▸ WHAT YOU WILL DO:
Reproduce the material below word for word, from its very start down to and including the line that contains "[510,145,606,167]". Leave the pictures out of your answer.

▸ EXTRACTED RECORDS:
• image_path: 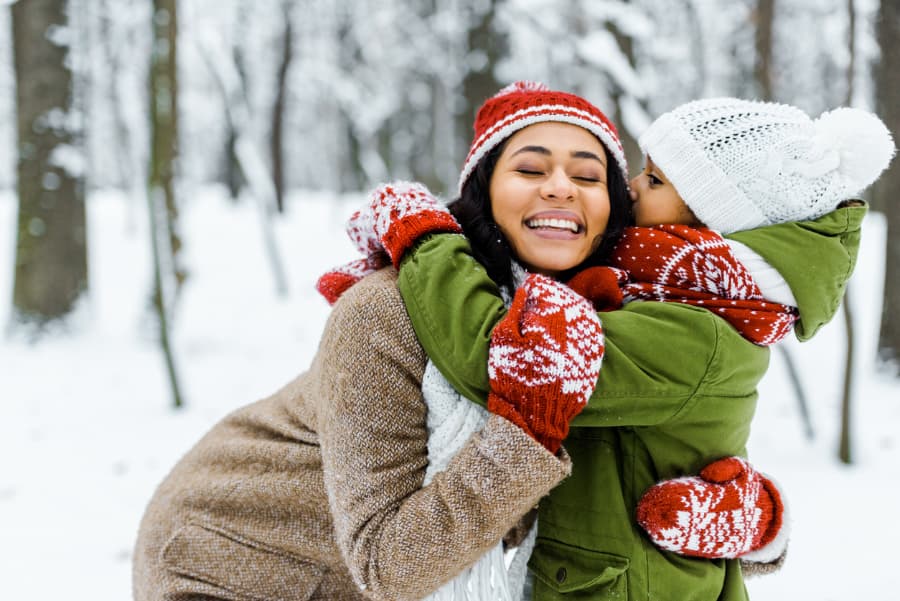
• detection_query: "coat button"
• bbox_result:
[556,568,569,584]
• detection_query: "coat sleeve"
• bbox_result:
[398,234,768,426]
[317,270,571,599]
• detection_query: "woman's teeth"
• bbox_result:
[525,219,581,234]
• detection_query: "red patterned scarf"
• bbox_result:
[569,225,798,346]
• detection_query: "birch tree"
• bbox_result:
[12,0,88,324]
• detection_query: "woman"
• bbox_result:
[134,82,629,601]
[376,85,872,600]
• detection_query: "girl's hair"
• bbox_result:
[449,138,632,291]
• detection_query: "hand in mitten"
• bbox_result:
[566,267,628,311]
[488,274,603,453]
[316,252,390,305]
[316,181,462,305]
[347,181,462,268]
[637,457,788,562]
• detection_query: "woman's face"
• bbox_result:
[631,156,702,226]
[490,122,610,277]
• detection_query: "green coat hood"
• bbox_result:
[727,204,868,340]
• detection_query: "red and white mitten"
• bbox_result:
[566,266,628,311]
[637,457,789,563]
[316,253,390,305]
[488,274,604,454]
[347,181,462,268]
[316,181,462,305]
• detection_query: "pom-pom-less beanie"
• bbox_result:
[639,98,895,233]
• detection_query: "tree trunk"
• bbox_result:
[12,0,88,325]
[148,0,186,295]
[872,0,900,375]
[272,2,294,213]
[753,0,775,100]
[147,0,184,408]
[838,0,856,465]
[457,0,507,155]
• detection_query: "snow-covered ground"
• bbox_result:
[0,188,900,601]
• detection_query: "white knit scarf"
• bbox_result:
[422,264,537,601]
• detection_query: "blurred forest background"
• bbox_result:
[0,0,900,369]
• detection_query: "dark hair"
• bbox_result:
[449,138,632,290]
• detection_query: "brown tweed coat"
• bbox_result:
[134,269,571,601]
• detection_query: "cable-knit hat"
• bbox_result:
[458,81,628,192]
[639,98,894,233]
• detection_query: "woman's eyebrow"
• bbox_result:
[572,150,606,167]
[510,146,553,157]
[510,145,606,167]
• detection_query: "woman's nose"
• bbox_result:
[628,175,641,202]
[543,170,575,200]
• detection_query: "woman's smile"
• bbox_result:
[490,122,610,276]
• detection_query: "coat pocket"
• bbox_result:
[529,539,629,599]
[162,523,324,601]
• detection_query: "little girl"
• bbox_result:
[320,90,894,600]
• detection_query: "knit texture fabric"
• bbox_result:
[422,360,537,601]
[488,274,604,453]
[610,225,798,346]
[636,457,787,561]
[458,81,628,193]
[639,98,895,233]
[316,253,390,305]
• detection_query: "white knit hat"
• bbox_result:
[639,98,895,233]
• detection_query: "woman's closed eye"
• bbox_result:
[572,175,603,184]
[516,167,544,175]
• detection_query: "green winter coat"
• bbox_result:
[399,206,866,601]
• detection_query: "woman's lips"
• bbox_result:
[525,211,585,240]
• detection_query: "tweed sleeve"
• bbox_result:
[318,269,571,599]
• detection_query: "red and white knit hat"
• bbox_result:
[638,98,895,234]
[458,81,628,193]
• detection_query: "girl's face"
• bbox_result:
[490,122,610,277]
[631,156,702,226]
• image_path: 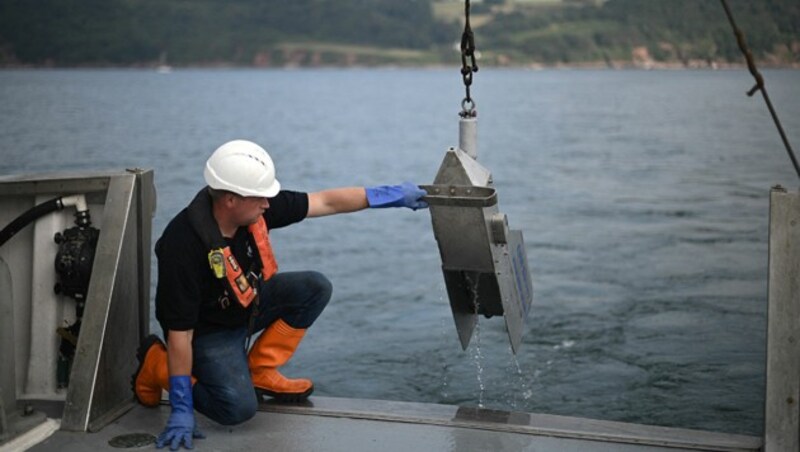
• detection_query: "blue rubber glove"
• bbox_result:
[366,182,428,210]
[156,375,205,450]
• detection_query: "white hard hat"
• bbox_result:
[203,140,281,198]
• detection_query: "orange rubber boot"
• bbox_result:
[248,319,314,402]
[131,335,169,406]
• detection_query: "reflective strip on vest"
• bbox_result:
[212,217,278,308]
[247,216,278,281]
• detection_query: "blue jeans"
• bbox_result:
[192,272,331,425]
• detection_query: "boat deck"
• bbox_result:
[18,397,763,452]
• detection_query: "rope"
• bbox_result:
[459,0,478,118]
[720,0,800,178]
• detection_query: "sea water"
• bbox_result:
[0,65,800,434]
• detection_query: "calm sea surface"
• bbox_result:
[0,68,800,434]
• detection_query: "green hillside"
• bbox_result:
[0,0,800,67]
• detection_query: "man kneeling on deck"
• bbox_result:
[133,140,427,450]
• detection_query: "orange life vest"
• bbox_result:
[188,188,278,308]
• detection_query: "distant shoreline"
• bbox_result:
[0,61,800,73]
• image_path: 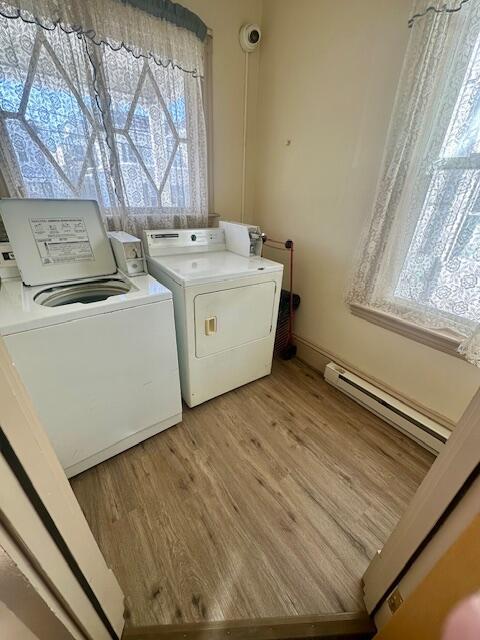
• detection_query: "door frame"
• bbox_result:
[0,339,124,640]
[363,382,480,615]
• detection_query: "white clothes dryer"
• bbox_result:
[145,224,283,407]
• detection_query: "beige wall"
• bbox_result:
[182,0,262,219]
[255,0,480,420]
[0,602,38,640]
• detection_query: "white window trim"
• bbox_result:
[349,303,465,360]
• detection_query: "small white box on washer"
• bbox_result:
[108,231,147,276]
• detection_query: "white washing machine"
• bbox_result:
[0,200,182,477]
[145,223,283,407]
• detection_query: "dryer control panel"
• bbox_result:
[144,229,226,257]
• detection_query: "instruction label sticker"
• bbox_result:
[30,218,94,264]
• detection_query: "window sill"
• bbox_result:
[350,304,464,360]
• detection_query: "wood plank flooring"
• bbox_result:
[72,360,434,625]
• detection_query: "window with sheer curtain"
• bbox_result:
[349,0,480,364]
[0,0,207,233]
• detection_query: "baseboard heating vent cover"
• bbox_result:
[325,362,450,453]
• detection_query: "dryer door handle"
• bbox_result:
[205,316,217,336]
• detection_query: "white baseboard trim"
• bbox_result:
[294,335,455,431]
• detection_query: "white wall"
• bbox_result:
[182,0,262,220]
[255,0,480,421]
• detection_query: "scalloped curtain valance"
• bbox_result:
[408,0,475,28]
[0,0,207,76]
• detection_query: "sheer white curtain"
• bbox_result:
[348,0,480,365]
[0,0,208,234]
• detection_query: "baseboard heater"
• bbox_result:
[325,362,450,454]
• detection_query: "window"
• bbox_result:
[348,0,480,363]
[395,33,480,322]
[0,11,207,230]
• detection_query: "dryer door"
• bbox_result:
[195,282,276,358]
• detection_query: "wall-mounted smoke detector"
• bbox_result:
[240,24,262,53]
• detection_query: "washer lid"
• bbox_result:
[0,198,117,285]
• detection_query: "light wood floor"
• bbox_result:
[72,360,433,625]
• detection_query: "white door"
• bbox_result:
[195,282,276,358]
[0,341,124,640]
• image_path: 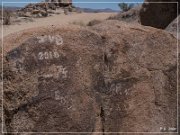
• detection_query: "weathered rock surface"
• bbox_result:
[166,15,180,39]
[108,6,141,23]
[140,0,180,29]
[3,21,177,135]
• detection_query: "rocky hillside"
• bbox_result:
[3,21,177,135]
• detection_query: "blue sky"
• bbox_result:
[0,0,144,10]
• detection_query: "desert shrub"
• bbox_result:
[3,10,11,25]
[118,3,134,12]
[87,19,102,26]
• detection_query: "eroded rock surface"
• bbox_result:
[140,0,180,29]
[166,15,180,40]
[3,21,177,134]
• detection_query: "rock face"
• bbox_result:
[166,15,180,39]
[3,21,177,134]
[108,6,141,23]
[140,0,180,29]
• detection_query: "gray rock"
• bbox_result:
[4,21,177,135]
[140,0,180,29]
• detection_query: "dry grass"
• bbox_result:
[3,10,12,25]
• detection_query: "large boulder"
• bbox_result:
[108,6,141,23]
[3,21,177,135]
[140,0,180,29]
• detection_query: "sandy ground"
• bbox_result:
[0,13,116,37]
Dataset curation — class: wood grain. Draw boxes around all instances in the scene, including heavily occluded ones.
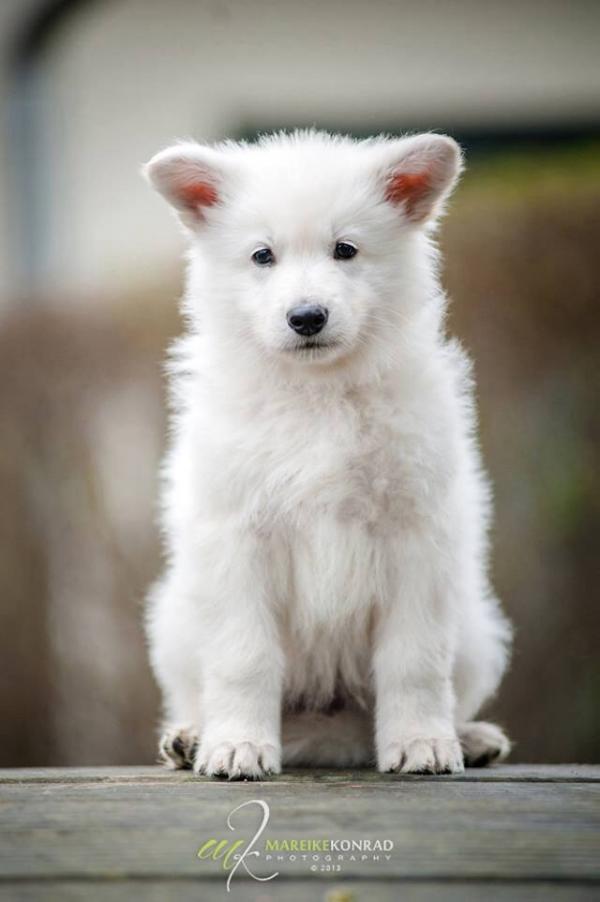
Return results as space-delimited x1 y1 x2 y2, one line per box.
0 765 600 902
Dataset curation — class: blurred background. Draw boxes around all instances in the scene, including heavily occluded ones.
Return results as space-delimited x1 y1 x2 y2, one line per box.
0 0 600 766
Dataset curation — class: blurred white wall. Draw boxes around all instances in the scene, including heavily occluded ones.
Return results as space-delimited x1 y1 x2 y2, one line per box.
0 0 600 301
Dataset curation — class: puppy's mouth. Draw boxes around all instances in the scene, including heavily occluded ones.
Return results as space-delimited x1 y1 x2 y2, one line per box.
284 338 339 356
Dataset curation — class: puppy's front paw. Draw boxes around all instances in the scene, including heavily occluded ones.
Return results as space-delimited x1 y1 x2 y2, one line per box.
378 736 465 774
158 725 198 770
194 742 281 780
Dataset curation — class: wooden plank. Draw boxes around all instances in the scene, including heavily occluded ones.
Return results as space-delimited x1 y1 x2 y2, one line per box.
0 764 600 786
0 880 598 902
0 769 600 884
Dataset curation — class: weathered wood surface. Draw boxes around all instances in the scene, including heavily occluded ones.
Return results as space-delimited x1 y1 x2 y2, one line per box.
0 765 600 902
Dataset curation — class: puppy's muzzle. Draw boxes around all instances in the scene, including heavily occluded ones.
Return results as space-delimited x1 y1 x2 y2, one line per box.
287 304 329 335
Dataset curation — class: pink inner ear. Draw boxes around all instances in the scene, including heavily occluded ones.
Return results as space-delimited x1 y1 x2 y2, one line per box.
385 170 431 213
179 182 218 209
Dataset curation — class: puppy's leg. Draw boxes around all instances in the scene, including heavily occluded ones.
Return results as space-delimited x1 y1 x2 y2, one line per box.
146 571 200 769
194 524 283 779
374 536 464 773
282 709 375 767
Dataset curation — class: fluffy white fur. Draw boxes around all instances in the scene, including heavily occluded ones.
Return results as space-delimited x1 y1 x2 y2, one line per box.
146 132 510 777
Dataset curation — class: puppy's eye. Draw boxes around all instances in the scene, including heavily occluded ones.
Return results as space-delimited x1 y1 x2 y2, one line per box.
252 247 275 266
333 241 358 260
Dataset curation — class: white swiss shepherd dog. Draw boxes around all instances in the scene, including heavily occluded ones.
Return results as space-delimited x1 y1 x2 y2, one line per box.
145 131 510 779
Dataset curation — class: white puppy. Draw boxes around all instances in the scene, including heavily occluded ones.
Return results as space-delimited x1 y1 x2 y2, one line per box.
145 132 510 778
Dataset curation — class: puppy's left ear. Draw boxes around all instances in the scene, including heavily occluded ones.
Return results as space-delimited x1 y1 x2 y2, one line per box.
382 134 463 224
142 143 225 230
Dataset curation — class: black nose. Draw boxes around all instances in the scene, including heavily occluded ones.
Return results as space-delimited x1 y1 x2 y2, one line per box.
287 304 329 335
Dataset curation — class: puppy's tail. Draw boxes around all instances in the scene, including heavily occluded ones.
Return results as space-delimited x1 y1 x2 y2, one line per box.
282 708 374 767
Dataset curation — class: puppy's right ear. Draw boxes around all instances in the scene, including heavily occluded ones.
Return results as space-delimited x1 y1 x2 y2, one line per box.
142 143 223 229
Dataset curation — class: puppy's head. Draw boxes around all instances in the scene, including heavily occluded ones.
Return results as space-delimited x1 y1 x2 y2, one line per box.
145 132 461 367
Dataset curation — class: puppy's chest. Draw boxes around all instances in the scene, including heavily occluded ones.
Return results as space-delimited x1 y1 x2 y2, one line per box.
247 394 431 532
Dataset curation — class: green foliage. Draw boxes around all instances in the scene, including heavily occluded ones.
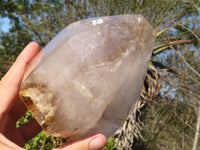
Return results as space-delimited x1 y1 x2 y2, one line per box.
24 131 66 150
104 138 116 150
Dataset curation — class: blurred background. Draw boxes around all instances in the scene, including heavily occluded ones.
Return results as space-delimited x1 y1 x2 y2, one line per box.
0 0 200 150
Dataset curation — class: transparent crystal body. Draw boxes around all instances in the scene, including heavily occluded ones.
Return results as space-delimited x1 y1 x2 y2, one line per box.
20 15 155 139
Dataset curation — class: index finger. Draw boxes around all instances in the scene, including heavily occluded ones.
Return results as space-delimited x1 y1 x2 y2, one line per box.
0 42 40 114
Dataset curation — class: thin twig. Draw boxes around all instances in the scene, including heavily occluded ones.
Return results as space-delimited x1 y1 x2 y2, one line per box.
170 46 200 77
192 105 200 150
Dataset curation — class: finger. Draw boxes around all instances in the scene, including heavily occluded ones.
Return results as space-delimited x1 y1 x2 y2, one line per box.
0 42 39 113
54 134 107 150
10 97 27 122
18 119 42 141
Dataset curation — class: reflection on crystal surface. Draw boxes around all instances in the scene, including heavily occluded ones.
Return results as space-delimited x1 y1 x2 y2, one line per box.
20 15 154 139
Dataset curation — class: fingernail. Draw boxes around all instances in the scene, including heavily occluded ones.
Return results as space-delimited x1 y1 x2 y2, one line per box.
90 137 106 150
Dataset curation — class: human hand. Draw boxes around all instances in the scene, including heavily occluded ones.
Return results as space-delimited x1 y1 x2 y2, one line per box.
0 42 107 150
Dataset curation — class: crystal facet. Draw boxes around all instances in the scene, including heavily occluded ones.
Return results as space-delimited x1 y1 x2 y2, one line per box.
20 15 155 139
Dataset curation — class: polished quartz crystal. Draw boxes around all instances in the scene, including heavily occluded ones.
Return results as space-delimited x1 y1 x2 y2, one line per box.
20 15 155 139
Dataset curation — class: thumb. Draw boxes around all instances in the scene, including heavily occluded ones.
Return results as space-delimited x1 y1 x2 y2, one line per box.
54 134 107 150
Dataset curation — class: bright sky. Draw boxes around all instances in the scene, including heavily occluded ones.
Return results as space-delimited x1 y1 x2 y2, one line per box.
0 18 11 32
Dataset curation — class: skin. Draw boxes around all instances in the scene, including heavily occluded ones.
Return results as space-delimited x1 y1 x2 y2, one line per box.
0 42 107 150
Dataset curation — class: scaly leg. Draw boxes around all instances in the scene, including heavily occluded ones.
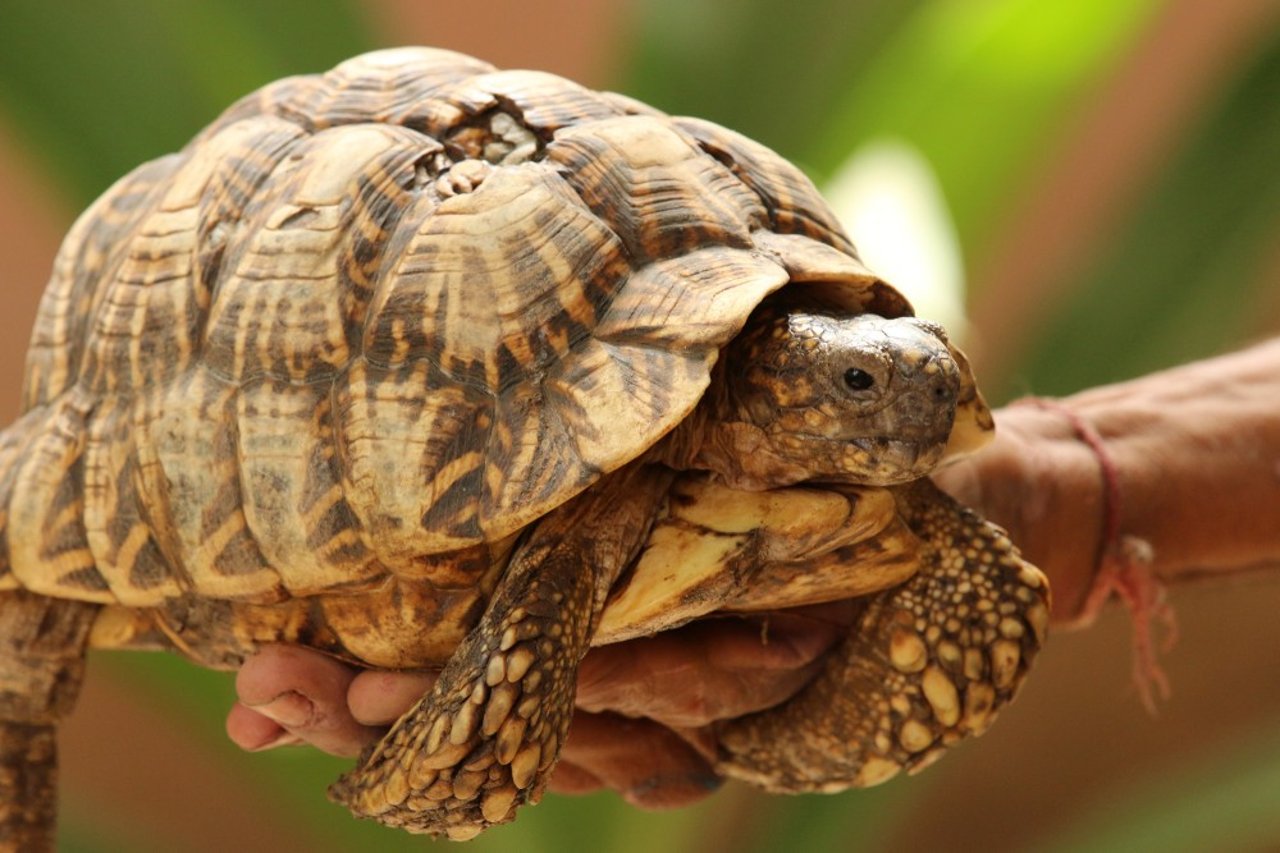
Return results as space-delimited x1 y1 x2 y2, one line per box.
329 466 671 839
0 590 97 853
717 480 1048 792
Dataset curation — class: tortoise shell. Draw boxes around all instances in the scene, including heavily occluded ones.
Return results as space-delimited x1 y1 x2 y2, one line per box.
0 49 910 607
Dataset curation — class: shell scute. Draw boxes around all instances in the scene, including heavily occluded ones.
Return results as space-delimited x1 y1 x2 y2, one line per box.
547 115 767 263
364 164 626 392
672 118 858 257
204 124 440 382
22 154 182 411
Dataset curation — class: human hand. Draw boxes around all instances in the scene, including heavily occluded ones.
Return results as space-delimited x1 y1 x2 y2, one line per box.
227 602 856 808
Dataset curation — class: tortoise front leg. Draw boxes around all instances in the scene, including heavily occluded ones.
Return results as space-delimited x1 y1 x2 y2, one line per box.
329 467 671 839
0 589 97 853
717 480 1050 792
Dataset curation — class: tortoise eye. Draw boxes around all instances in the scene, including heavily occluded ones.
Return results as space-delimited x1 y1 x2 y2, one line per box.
845 368 876 391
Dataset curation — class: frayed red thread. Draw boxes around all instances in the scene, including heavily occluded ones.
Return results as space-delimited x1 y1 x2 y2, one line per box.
1014 397 1178 716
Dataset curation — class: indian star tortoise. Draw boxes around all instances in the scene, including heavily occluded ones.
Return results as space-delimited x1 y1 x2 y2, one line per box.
0 49 1048 849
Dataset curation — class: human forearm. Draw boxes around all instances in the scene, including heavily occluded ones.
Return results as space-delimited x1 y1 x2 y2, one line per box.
943 341 1280 621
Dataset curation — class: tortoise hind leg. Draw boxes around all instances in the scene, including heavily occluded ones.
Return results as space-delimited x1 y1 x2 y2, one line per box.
717 480 1048 792
329 467 669 840
0 590 97 852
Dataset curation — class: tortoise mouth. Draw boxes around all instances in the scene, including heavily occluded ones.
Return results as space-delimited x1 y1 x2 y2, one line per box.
849 433 946 485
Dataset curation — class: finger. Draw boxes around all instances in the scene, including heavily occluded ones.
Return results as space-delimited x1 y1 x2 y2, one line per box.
577 606 851 729
547 754 604 797
347 670 439 726
228 646 379 757
553 712 721 809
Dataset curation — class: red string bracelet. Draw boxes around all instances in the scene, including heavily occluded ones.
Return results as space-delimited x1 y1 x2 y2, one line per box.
1012 397 1178 715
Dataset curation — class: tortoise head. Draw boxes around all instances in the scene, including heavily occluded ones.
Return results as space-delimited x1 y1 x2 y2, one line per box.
701 307 989 488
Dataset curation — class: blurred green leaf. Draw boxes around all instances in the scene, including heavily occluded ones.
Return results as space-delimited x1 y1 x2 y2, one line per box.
627 0 1160 252
1021 29 1280 393
0 0 371 206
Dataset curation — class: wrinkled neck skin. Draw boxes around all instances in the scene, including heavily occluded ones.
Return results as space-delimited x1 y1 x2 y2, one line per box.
655 368 812 492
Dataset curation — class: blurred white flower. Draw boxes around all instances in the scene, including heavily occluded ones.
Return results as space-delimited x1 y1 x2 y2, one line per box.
823 140 966 341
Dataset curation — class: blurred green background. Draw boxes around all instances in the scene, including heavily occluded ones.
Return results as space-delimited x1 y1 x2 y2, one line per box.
0 0 1280 853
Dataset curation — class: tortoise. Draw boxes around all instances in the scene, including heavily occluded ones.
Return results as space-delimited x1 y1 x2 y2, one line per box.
0 43 1048 849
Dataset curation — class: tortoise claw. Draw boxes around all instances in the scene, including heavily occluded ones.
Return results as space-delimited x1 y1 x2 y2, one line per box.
717 480 1048 792
329 555 591 840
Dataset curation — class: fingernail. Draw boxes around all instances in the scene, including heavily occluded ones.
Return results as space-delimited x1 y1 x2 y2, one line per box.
248 690 315 729
248 731 302 752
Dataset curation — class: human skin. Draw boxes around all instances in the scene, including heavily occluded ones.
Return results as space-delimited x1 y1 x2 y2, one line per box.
227 341 1280 808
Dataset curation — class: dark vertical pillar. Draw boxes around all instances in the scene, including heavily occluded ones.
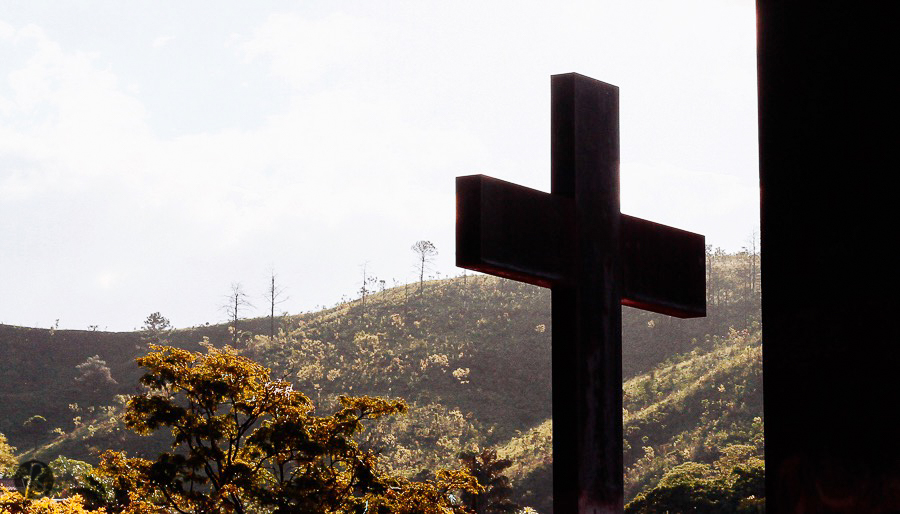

▸ ANSWER TO THE TASK:
• image_path: 
• detection_query: "coat button"
• bbox_result:
[556,568,569,584]
• detection_query: "coat sleeve"
• bbox_result:
[398,234,768,426]
[317,270,571,599]
• detection_query: "woman's teeth"
• bbox_result:
[525,219,581,234]
• detection_query: "red patterned scarf"
• bbox_result:
[569,225,798,346]
• detection_query: "birch tree"
• bbox_result:
[12,0,88,324]
• detection_query: "woman"
• bbox_result:
[134,82,629,601]
[376,85,872,600]
• detection_query: "girl's hair"
• bbox_result:
[449,138,632,291]
• detection_query: "hand in mitten"
• bbox_result:
[566,267,628,311]
[488,274,603,453]
[316,252,390,305]
[316,181,462,305]
[347,181,462,268]
[637,457,788,562]
• detection_query: "woman's face"
• bbox_result:
[631,156,702,226]
[490,122,610,277]
• detection_query: "green coat hood"
• bbox_result:
[727,204,868,340]
• detection_query: "red and white mitten"
• bbox_result:
[566,266,628,311]
[637,457,789,563]
[316,253,390,305]
[488,274,604,454]
[347,181,462,268]
[316,181,462,305]
• detection_query: "pom-pom-less beanie"
• bbox_result:
[639,98,895,233]
• detection_query: "tree trunk"
• bbox_result:
[12,0,88,325]
[148,0,186,295]
[872,0,900,375]
[272,2,294,213]
[753,0,775,100]
[147,0,184,408]
[838,0,856,465]
[457,0,507,155]
• detection_query: "snow-covered ground"
• bbox_result:
[0,188,900,601]
• detection_query: "white knit scarf"
• bbox_result:
[422,264,537,601]
• detection_query: "blurred forest background"
• bbox_result:
[0,0,900,369]
• detection_query: "dark hair"
• bbox_result:
[449,138,632,290]
• detection_query: "brown tweed coat"
• bbox_result:
[134,269,571,601]
• detection_query: "cable-knit hat"
• bbox_result:
[458,81,628,192]
[639,98,894,233]
• detection_query: "woman's eyebrow"
• bbox_result:
[572,150,606,167]
[510,146,553,157]
[510,145,606,167]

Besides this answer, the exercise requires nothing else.